-- BEGIN Records provided --

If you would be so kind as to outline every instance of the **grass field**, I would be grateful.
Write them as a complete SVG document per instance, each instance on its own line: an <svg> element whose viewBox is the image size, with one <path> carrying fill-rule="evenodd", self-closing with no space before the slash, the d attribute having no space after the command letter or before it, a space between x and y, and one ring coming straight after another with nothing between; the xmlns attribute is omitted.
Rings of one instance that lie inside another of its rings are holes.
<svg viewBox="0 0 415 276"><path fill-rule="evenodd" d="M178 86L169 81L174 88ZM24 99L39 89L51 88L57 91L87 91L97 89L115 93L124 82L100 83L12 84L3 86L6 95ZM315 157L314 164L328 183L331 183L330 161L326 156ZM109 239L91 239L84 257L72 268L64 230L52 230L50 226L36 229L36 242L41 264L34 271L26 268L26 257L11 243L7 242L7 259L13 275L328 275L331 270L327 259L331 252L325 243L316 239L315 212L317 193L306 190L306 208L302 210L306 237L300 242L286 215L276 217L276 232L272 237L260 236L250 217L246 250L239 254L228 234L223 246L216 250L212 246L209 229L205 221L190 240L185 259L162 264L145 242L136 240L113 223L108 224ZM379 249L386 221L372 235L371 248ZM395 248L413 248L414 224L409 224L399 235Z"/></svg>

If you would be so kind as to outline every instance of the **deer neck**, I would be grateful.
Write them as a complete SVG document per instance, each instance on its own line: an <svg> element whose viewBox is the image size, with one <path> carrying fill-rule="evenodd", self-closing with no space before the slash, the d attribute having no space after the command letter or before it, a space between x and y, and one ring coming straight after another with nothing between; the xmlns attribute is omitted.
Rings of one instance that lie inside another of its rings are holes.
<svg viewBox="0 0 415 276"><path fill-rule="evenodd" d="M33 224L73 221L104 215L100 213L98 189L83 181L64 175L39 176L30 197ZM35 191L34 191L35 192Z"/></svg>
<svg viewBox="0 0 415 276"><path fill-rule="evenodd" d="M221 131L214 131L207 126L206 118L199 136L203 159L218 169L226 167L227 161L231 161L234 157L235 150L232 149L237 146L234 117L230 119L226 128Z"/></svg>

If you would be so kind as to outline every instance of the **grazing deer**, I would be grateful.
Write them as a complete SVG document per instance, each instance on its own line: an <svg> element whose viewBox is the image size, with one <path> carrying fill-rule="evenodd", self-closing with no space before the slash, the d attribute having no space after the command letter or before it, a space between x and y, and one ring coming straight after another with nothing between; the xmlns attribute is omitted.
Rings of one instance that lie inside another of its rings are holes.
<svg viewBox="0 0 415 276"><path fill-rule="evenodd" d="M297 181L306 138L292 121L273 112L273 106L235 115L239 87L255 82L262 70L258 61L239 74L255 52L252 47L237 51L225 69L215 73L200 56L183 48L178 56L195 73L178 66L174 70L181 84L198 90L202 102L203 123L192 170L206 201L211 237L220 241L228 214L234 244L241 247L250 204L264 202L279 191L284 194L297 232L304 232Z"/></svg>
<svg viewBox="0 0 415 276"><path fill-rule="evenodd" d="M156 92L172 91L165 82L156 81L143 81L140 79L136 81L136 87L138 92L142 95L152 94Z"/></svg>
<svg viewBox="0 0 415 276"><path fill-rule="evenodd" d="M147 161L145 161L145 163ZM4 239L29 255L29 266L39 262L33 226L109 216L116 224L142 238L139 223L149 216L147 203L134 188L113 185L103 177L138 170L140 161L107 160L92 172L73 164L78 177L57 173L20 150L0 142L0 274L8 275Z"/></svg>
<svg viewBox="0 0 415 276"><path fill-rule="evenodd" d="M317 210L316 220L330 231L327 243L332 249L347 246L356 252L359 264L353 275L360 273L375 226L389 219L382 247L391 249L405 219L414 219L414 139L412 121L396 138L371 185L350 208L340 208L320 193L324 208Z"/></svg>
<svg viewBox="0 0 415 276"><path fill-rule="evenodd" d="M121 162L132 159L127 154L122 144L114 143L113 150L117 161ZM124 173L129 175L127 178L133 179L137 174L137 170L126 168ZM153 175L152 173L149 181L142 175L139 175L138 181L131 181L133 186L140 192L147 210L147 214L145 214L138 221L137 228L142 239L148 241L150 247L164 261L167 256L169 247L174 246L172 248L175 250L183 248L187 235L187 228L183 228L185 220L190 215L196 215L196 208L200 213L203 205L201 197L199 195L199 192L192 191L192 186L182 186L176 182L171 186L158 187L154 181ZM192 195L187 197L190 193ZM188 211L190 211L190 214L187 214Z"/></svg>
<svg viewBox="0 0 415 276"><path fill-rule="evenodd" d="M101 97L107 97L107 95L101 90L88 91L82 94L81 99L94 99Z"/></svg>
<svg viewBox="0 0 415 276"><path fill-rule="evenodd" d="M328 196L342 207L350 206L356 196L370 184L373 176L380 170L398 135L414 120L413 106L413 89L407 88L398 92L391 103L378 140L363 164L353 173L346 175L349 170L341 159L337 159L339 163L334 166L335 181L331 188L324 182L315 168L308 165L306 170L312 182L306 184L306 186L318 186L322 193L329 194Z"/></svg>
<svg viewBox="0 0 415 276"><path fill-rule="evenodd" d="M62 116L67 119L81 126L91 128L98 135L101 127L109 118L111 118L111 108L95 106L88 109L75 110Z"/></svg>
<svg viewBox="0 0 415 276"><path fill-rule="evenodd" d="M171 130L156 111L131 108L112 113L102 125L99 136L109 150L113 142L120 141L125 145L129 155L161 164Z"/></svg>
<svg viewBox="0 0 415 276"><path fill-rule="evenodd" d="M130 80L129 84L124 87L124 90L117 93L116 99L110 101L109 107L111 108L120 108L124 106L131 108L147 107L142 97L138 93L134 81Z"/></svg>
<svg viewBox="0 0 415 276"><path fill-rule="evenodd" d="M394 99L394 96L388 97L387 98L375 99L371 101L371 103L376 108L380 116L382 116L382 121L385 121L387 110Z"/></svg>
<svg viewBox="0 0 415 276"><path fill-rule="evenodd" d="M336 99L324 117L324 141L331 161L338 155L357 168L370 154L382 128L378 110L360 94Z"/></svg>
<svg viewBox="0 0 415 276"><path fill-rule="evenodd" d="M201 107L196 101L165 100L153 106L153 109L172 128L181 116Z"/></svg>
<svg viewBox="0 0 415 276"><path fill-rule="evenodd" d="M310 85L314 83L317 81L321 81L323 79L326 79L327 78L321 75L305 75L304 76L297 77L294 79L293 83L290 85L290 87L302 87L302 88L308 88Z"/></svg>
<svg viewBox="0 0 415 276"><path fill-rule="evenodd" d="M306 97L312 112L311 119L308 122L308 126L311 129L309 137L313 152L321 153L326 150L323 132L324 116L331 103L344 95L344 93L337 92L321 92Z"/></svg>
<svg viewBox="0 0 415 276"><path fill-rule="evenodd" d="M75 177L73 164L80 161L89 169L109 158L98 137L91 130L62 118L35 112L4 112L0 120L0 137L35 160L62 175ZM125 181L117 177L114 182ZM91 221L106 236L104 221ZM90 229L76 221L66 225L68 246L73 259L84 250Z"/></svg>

-- END Records provided --

→ Problem details: Copy the lines of the records, unchanged, starting at the line containing "neck**, I would be grateful." and ending at the line containing "131L214 131L207 126L206", both included.

→ Correct answer:
If you would be so kind as to outline every instance of the **deer neck**, I would be grateful.
Write them as a complete SVG document per instance, each instance on its own line: an <svg> element whose viewBox is the image size, with one <path> carrying fill-rule="evenodd", self-closing with no space before the slash, the d attribute having no space after the command letter or before it, a space between x and y, and one ring coming straight after another with nothing between; the xmlns attribute is omitted.
Rings of one instance that lie inside another of its rings are holes.
<svg viewBox="0 0 415 276"><path fill-rule="evenodd" d="M33 224L73 221L104 215L100 213L98 189L83 181L64 175L39 176L30 197ZM35 191L34 191L35 192Z"/></svg>
<svg viewBox="0 0 415 276"><path fill-rule="evenodd" d="M221 131L214 131L207 126L206 118L199 136L203 159L218 169L226 167L227 161L231 161L234 157L235 150L232 149L237 146L234 117L230 119L226 128Z"/></svg>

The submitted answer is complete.